» Task description
Collect every line of the items below that contains the string "rose", and copy each one unchanged.

-- -- --

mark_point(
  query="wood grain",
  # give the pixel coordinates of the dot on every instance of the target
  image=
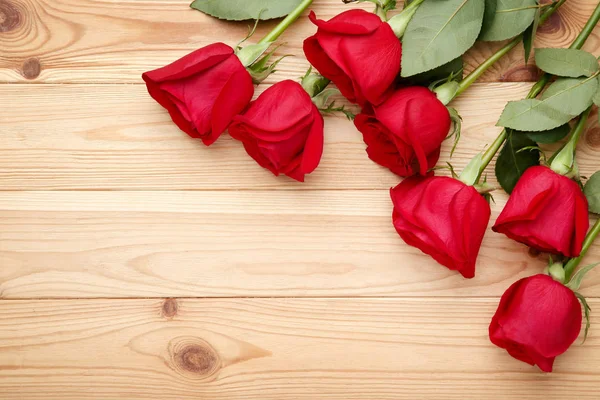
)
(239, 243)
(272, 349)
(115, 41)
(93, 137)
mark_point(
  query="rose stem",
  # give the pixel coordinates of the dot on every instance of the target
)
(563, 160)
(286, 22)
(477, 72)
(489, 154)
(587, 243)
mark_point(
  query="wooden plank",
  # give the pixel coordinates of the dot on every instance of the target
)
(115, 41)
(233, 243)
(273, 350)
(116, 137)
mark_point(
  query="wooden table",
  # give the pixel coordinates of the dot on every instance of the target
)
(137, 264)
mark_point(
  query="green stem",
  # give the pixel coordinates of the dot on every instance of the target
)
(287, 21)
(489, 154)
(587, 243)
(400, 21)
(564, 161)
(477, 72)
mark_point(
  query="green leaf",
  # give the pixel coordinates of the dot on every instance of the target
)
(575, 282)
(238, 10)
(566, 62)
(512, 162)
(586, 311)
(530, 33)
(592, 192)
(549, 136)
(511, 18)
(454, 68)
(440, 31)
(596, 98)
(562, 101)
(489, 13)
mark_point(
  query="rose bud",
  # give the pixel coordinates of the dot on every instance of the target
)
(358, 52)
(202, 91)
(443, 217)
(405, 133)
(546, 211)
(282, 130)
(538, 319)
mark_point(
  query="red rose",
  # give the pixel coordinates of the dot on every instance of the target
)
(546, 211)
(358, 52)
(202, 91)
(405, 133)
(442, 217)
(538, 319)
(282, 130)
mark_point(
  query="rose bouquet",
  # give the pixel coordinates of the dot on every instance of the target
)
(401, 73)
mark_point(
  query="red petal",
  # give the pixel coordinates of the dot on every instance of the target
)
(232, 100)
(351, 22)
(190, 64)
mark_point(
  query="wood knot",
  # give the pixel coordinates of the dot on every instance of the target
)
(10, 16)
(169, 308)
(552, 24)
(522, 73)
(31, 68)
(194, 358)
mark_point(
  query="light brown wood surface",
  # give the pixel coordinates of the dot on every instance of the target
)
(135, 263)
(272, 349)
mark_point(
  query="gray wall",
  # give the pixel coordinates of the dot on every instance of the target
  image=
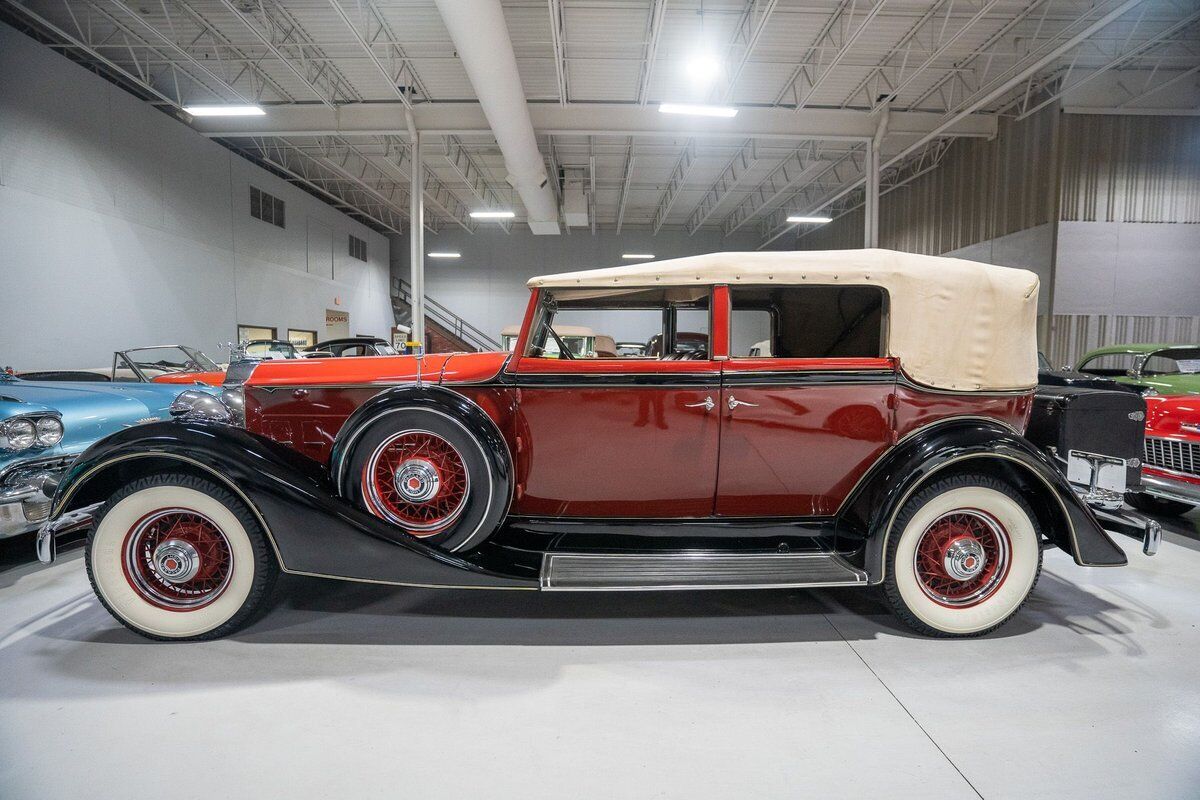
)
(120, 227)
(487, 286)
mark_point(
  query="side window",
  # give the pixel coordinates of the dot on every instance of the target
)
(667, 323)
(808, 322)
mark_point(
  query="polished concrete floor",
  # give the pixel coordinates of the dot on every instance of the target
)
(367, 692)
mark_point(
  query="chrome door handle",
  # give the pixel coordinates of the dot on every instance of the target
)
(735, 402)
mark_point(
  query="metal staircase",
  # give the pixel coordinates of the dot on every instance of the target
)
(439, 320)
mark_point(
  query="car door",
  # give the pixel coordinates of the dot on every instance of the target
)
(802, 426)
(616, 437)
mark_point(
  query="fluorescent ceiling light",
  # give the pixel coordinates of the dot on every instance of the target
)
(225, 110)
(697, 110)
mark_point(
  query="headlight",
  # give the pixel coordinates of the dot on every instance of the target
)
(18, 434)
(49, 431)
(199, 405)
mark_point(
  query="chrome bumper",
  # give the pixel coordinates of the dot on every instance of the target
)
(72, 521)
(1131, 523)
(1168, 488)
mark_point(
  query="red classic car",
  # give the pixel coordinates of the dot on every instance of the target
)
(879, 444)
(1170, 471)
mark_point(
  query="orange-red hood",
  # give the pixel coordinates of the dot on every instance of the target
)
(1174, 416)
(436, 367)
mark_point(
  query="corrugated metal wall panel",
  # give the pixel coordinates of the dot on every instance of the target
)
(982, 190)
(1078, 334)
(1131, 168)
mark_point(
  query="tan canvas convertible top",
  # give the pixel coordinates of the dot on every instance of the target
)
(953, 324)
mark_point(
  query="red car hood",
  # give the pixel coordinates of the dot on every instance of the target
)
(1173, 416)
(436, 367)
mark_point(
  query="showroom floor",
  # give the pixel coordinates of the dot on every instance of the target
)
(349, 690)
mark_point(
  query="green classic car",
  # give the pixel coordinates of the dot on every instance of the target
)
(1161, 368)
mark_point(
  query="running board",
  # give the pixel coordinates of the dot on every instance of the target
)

-- -- --

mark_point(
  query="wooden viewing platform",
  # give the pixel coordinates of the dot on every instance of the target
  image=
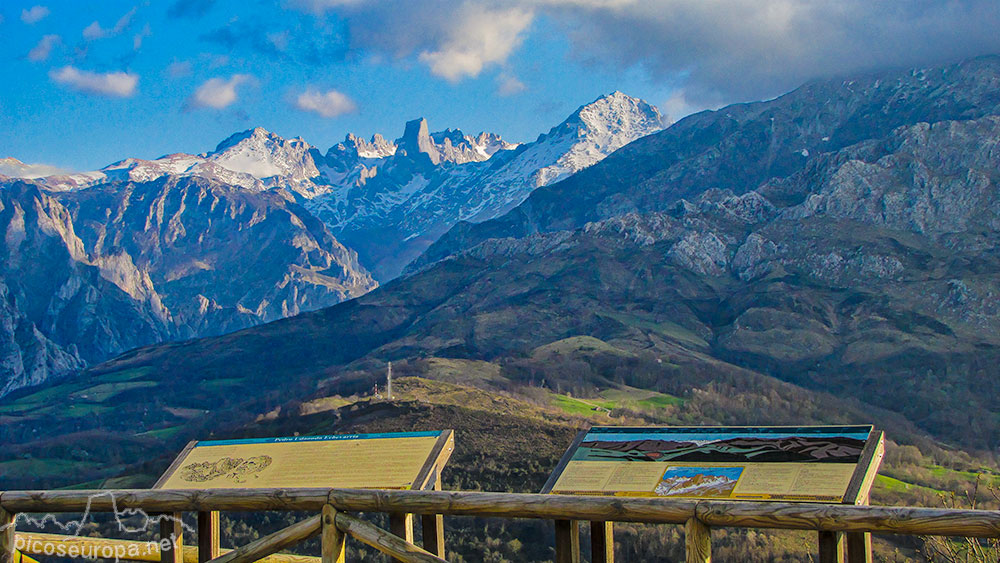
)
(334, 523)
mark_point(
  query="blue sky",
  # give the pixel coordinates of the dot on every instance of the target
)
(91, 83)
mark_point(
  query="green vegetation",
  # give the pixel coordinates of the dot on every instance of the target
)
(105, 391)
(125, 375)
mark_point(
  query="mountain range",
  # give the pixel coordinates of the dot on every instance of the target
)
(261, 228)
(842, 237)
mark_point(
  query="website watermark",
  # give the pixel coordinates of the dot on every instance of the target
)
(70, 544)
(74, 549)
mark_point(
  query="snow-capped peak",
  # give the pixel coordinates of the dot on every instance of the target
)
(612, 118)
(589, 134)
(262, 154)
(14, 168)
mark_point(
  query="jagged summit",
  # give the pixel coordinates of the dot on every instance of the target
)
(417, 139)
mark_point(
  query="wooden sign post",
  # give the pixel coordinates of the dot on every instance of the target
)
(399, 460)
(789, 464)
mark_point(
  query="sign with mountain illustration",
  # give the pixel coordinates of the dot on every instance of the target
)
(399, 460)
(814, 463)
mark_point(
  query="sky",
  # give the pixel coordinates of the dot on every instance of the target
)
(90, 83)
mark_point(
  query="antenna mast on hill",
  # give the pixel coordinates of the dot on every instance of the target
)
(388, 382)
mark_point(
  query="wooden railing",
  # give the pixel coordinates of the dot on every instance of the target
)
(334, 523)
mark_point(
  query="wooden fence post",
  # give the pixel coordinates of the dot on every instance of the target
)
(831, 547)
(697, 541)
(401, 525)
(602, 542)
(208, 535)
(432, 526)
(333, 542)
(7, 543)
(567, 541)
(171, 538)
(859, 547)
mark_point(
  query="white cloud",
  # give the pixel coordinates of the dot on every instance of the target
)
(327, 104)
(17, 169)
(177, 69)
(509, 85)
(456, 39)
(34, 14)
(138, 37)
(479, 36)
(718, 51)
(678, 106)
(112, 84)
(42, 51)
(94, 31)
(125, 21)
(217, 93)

-- -- --

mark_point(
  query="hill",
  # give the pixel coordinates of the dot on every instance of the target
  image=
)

-- -- --

» Exercise solution
  query="rose stem",
  query="rose bud",
  query="red rose",
  query="rose bouquet",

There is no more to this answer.